## Selected passage

3. Employment Practices and Workplace Safety is defined as losses arising from acts inconsistent with employment, health or safety laws or agreements, from payment of personal injury claims, or from diversity / discrimination events. This can be categorized as Suitability, Disclosure & Fiduciary and Improper Business or Market Practices. The IT aspects include:

   Using/copying unlicensed or unauthorized software

   Internal circumvention of access privileges

Case 7: An Australian organization’s publicly accessible payroll system was broken into by exploiting a known operating system level vulnerability. The company had not enabled logging at the network, database or operating system levels providing investigators with virtually no forensic trail. Poor security controls and a poor security culture made it easy for the perpetrator to hide his presence. Investigations showed that both the payroll system and
its administrator’s desktop computer were similarly compromised. This suggests the payroll system was the target of a deliberate, rather than random, attack. It also suggests that the attack was most likely perpetrated by an employee, someone who would have knowledge of the system and who could benefit from modifying the data within it. However, without adequate logging it was difficult to mount a thorough investigation, let alone prove a case. As with any root compromise of a mission critical system, recovery was painful and protracted.

Case 8: In January 2003, a former employee of a company used the user name and password he held while employed at the company to remotely log into the company’s network and accessed the accounts data containing customers’ credit card transactions. The offender then changed customers’ credit card details and proceeded to make refunds to his credit card through altered accounts. The company only became aware of an anomaly when it noticed an unusual number of refunds were occurring. Queensland Police charged the offender under Section 408C fraud under Criminal Code (Qld) 1899. Because the company failed to disable the employee’s system account, the attacker could not be charged for computer offences as a case could not be made to show that the access was unauthorized access to a ‘restricted’ computer. The case highlights the importance of adopting appropriate practices and procedures to ensure that employees or contractors’ access to an organization’s network and premises is withdrawn once their employment has terminated.

Case 9: An employee of a telecommunications service in Sydney was dismissed on November 2001. On 16 and 17 January 2002 the employee logged onto a website which he formally administered, which allowed corporate customers to procure hardware. Although his access had been cancelled on termination, it was later discovered that the employee had misused his privileges during his term of employment to create additional user names and passwords. With his newly acquired privileged access, he modified various pricing and availability of the products provided, reducing the price of some to zero dollars and cents. This led to customer service issues and financial losses were incurred to restore the site to its proper condition.

Police from the NSW Computer Crime unit were provided with log for this event, which readily identified the IP addresses used. From this a residential address was identified; occupant of which was the former employee. Police executed a search warrant on the premises and found evidence including a handwritten list of passwords used to commit these crimes. The offender’s laptop contained evidence of access to the web pages and the passwords used in these offences. The former employee was arrested and charged with two counts of ‘unauthorized modification of data’ under section 308D of the NSW Crimes Act 1900, offences which carry a maximum penalty of 10 years imprisonment. The offender pleaded guilty and was given a 12 month suspended sentence. Although not fully compensating for the losses incurred, the offender was also required to pay compensation of AUD5,570/-.

## The input
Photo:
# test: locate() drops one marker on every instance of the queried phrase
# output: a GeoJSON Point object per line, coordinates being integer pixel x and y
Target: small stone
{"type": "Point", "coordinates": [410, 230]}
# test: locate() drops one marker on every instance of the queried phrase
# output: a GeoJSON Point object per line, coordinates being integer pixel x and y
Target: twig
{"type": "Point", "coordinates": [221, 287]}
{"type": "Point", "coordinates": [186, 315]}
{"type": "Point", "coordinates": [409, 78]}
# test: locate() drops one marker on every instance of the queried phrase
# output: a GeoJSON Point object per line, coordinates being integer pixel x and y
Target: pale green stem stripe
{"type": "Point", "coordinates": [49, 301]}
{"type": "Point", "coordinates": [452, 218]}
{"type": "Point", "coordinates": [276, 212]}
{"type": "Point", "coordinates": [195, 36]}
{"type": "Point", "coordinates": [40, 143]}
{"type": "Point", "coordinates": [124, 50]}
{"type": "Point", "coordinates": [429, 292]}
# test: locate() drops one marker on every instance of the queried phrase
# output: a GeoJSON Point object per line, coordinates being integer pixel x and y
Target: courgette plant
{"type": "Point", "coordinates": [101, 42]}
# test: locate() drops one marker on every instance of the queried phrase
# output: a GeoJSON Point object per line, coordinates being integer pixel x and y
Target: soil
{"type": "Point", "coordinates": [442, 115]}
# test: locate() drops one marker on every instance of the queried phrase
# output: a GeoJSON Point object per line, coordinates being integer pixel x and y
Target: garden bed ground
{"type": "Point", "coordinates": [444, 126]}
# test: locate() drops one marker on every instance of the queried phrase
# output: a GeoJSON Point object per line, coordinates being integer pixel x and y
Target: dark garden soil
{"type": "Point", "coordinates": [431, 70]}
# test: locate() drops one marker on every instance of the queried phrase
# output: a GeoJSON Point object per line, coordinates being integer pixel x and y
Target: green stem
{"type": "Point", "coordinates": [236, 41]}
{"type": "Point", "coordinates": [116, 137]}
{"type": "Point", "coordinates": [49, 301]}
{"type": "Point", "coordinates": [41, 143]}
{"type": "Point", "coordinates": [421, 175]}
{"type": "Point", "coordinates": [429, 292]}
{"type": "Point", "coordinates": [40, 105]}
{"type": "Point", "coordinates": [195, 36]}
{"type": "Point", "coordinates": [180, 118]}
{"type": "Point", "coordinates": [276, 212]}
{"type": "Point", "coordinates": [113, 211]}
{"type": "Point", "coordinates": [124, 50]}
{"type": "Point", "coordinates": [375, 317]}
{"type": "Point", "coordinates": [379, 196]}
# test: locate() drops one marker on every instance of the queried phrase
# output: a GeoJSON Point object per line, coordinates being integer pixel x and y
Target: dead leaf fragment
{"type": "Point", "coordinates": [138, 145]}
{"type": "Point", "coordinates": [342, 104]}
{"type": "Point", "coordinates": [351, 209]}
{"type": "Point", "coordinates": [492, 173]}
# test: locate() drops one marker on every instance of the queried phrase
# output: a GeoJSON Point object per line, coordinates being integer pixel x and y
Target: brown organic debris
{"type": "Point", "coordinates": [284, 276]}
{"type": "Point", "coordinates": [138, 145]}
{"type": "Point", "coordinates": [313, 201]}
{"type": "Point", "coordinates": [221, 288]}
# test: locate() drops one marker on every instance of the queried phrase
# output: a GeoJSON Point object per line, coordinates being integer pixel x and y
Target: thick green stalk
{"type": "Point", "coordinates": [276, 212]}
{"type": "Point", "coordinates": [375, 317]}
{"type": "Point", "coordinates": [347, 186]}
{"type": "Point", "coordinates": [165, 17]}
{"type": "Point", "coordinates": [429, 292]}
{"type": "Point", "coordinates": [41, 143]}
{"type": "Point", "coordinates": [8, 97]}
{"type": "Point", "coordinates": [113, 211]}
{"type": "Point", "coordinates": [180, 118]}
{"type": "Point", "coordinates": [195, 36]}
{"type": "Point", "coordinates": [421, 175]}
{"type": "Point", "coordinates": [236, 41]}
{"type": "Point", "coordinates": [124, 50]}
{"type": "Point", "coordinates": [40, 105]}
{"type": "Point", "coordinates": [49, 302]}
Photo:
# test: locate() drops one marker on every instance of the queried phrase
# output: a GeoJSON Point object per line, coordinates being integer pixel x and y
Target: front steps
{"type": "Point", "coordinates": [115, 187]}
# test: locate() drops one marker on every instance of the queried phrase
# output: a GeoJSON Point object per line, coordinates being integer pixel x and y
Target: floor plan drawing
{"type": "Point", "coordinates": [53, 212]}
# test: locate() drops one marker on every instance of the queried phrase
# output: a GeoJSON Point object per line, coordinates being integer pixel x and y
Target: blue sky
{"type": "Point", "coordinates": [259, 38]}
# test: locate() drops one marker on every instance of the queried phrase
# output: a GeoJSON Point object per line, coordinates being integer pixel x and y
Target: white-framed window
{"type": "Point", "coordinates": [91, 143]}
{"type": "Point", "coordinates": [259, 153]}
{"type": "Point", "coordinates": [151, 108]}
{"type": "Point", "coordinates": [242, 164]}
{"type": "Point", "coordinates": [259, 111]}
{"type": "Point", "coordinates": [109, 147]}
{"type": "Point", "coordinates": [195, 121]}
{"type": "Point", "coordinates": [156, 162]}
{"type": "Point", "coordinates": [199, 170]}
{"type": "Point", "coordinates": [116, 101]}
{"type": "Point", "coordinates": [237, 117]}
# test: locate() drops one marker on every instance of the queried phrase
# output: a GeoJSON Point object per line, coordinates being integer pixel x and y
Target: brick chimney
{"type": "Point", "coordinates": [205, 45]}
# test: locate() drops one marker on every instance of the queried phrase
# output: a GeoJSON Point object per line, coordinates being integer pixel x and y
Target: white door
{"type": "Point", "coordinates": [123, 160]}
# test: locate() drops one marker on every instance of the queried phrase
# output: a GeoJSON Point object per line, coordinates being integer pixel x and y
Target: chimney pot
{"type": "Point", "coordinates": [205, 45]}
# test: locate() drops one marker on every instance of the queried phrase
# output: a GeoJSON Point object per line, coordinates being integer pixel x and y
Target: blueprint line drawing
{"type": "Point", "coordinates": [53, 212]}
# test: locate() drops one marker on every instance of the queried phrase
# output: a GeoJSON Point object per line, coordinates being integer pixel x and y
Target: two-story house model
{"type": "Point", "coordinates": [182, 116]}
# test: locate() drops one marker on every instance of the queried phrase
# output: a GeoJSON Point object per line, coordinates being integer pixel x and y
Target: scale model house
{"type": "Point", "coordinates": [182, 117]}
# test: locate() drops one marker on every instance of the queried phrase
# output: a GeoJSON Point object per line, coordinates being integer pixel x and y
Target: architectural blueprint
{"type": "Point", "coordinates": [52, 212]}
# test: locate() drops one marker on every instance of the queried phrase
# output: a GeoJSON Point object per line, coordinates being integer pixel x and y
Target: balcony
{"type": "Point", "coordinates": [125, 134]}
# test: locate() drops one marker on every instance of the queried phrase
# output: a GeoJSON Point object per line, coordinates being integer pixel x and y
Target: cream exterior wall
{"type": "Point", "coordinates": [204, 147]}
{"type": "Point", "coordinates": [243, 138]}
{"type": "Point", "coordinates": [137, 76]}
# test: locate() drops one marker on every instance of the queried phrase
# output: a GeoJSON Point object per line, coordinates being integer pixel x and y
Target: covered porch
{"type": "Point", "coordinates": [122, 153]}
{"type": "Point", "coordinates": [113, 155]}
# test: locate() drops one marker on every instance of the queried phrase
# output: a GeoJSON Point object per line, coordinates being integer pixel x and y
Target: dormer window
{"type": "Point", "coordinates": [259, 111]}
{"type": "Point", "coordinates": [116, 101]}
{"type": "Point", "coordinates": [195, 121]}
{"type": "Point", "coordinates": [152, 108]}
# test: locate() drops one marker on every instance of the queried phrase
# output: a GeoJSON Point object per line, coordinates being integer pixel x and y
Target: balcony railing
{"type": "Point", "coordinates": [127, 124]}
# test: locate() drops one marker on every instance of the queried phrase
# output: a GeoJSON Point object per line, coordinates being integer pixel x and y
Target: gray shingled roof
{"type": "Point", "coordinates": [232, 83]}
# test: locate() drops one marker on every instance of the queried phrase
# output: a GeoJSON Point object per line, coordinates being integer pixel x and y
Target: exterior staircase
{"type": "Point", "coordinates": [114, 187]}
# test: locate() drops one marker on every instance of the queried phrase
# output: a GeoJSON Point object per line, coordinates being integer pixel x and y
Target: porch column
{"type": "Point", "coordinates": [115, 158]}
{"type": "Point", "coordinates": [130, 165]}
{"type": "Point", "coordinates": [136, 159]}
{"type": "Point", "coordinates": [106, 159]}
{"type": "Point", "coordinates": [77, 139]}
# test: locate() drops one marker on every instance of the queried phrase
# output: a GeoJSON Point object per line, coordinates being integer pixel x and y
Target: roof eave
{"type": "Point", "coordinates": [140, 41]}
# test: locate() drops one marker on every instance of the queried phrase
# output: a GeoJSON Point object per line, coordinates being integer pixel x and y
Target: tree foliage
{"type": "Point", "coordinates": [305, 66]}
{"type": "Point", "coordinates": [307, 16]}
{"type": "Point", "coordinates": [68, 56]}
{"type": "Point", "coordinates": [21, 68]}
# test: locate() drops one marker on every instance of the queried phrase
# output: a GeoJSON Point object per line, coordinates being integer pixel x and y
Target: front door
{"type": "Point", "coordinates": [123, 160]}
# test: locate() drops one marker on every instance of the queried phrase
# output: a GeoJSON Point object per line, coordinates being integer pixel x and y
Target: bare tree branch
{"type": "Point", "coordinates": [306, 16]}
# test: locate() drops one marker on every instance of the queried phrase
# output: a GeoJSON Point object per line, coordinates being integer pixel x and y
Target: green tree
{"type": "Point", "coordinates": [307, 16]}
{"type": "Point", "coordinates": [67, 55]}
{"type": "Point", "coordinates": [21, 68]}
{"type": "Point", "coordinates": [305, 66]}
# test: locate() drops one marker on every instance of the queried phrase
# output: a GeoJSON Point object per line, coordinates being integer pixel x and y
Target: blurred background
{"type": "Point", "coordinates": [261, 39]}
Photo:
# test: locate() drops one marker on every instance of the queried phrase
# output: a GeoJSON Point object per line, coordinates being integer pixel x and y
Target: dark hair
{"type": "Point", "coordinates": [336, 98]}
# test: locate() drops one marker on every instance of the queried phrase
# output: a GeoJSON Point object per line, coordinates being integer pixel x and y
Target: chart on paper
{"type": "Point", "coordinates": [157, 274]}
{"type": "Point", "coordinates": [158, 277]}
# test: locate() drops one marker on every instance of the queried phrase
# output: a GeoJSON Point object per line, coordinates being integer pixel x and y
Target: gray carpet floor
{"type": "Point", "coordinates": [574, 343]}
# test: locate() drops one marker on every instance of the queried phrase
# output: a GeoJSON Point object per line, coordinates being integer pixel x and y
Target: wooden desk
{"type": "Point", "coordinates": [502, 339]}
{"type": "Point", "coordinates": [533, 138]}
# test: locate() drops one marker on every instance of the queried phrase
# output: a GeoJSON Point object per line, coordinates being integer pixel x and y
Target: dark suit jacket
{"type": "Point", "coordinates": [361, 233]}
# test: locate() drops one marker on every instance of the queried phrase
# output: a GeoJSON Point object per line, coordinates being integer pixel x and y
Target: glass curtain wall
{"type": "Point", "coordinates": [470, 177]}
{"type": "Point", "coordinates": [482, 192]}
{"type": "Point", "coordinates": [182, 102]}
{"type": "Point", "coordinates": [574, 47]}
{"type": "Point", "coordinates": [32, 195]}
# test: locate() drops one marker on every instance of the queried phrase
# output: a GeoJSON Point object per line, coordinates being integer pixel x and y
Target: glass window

## What this exercise asks
1. Update the passage on IT-related employment risks, giving everything from "Police from the" down to "compensation of AUD5,570/-." with "search warrant" changed to "court order".
2. Locate every line of the entries that contains the string "porch", matching case exactly, and copy each such line.

## Solutions below
1.
Police from the NSW Computer Crime unit were provided with log for this event, which readily identified the IP addresses used. From this a residential address was identified; occupant of which was the former employee. Police executed a court order on the premises and found evidence including a handwritten list of passwords used to commit these crimes. The offender’s laptop contained evidence of access to the web pages and the passwords used in these offences. The former employee was arrested and charged with two counts of ‘unauthorized modification of data’ under section 308D of the NSW Crimes Act 1900, offences which carry a maximum penalty of 10 years imprisonment. The offender pleaded guilty and was given a 12 month suspended sentence. Although not fully compensating for the losses incurred, the offender was also required to pay compensation of AUD5,570/-.

2.
Target: covered porch
Target: porch column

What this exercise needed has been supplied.